*What you are asked to do*: Pictures are to be omitted, and every entry below is to be restated exactly.

□ □ □

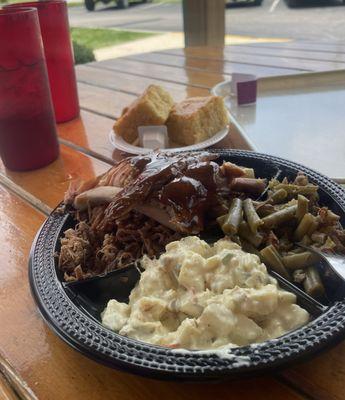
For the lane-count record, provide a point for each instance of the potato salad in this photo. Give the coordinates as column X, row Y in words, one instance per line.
column 198, row 297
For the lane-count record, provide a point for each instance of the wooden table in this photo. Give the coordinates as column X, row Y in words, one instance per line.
column 33, row 359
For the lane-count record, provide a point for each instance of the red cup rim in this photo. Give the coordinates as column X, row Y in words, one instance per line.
column 34, row 4
column 5, row 11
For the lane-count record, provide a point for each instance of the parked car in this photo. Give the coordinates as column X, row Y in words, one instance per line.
column 90, row 4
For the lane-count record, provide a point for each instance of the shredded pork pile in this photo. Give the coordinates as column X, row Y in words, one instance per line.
column 137, row 207
column 85, row 253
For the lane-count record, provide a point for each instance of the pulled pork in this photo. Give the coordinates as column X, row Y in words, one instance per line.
column 84, row 254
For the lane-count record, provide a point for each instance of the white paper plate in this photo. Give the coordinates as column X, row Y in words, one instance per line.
column 120, row 144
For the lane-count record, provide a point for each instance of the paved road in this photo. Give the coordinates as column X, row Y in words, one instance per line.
column 324, row 20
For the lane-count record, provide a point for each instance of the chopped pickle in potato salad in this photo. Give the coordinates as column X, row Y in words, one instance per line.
column 197, row 296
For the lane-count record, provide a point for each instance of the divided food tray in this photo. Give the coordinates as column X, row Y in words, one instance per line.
column 73, row 309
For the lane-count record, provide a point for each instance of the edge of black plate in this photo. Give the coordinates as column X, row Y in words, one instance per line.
column 111, row 349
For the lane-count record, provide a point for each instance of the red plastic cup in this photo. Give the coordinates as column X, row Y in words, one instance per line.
column 28, row 137
column 54, row 25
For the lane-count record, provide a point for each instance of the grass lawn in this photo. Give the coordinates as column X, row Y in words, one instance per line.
column 95, row 38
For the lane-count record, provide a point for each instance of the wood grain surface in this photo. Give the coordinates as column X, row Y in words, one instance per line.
column 51, row 368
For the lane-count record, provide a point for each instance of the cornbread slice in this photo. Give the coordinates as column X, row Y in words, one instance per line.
column 151, row 108
column 196, row 119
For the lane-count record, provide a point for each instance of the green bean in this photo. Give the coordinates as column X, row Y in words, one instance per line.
column 254, row 221
column 248, row 185
column 271, row 257
column 278, row 196
column 265, row 209
column 299, row 260
column 302, row 207
column 306, row 240
column 313, row 226
column 279, row 217
column 245, row 233
column 248, row 172
column 221, row 220
column 312, row 283
column 296, row 189
column 233, row 218
column 303, row 227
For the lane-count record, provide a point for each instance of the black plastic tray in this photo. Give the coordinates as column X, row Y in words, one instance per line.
column 73, row 311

□ □ □

*Task output*:
For the lane-count record, provide a point for each instance of the potato salad in this photo. Give the coordinates as column X, row Y in words, one instance per line.
column 198, row 297
For the lane-count record, provide a point for each instance of the wooden table in this photo. Give the coordinates as column X, row Y in words, one instance per line.
column 33, row 359
For the lane-count record, provide a point for each instance of the red cup rim in this photo. Give the coordinates as column X, row Y in words, one instance per line.
column 34, row 4
column 5, row 11
For the lane-count record, provide a point for each instance of the parked car in this photo. Give the coordinates as column X, row Y in words, one instance per line.
column 90, row 4
For the lane-count record, provide a point for each instance of the shredded pork pile in this photo. Give the coordinates as column X, row Y in words, one instance per line.
column 137, row 207
column 85, row 253
For the lane-count record, provide a point for each instance of the pulled pork in this photo. Give the coordinates as column X, row Y in words, one instance per line.
column 84, row 254
For the lane-count record, provide a point for each instance of the white paper plate in this photo. Give the coordinates as column X, row Y in words, one instance per line.
column 120, row 144
For the lane-count record, provide a point for each instance of the paved road in this photo. Give the coordinates as column X, row Y in words, one instance per line.
column 324, row 20
For the lane-count record, provide a point for each instance of the chopped pickle in potato salad in this photo. Give the coordinates as column X, row Y in words, one instance per line.
column 197, row 296
For the lane-count record, provide a point for each instance of the divided food tray in this photo. Give the coordinates as column X, row Y in words, one instance per line.
column 73, row 309
For the lane-count record, provide a point for each instance of the edge of black plate in this photo. Give the coordinates as column X, row Y in words, one instance per line.
column 111, row 349
For the lane-count record, provide a point for each instance of the red plastic cup in this photo. Give the coordinates as column X, row Y in words, one instance per line.
column 28, row 137
column 54, row 25
For the lane-count record, provide a point for each instance of the grass lawn in this photo. Give the coordinates as column X, row Y in words, one instance per line.
column 95, row 38
For the lane-count record, provide a point for each instance of the wood grain surface in this photo. Give the coordinates as column X, row Y in words, one instance per line.
column 51, row 368
For the lane-count record, provide a point for each instance of the cornbread slice in this photo. Give the coordinates as column X, row Y in words, one instance per line.
column 151, row 108
column 196, row 119
For the lane-count record, provide a point for each instance of the green bean in this photo. Give the coordinates as column X, row Y in words, one instance per line.
column 254, row 221
column 248, row 185
column 271, row 257
column 278, row 196
column 265, row 209
column 299, row 260
column 302, row 207
column 306, row 240
column 313, row 226
column 279, row 217
column 245, row 233
column 248, row 172
column 221, row 220
column 312, row 283
column 296, row 189
column 233, row 218
column 303, row 227
For the lane-count record, provide a point for each instance of the black plastic tray in this photo. Give the coordinates as column X, row Y in words, one instance per line.
column 73, row 311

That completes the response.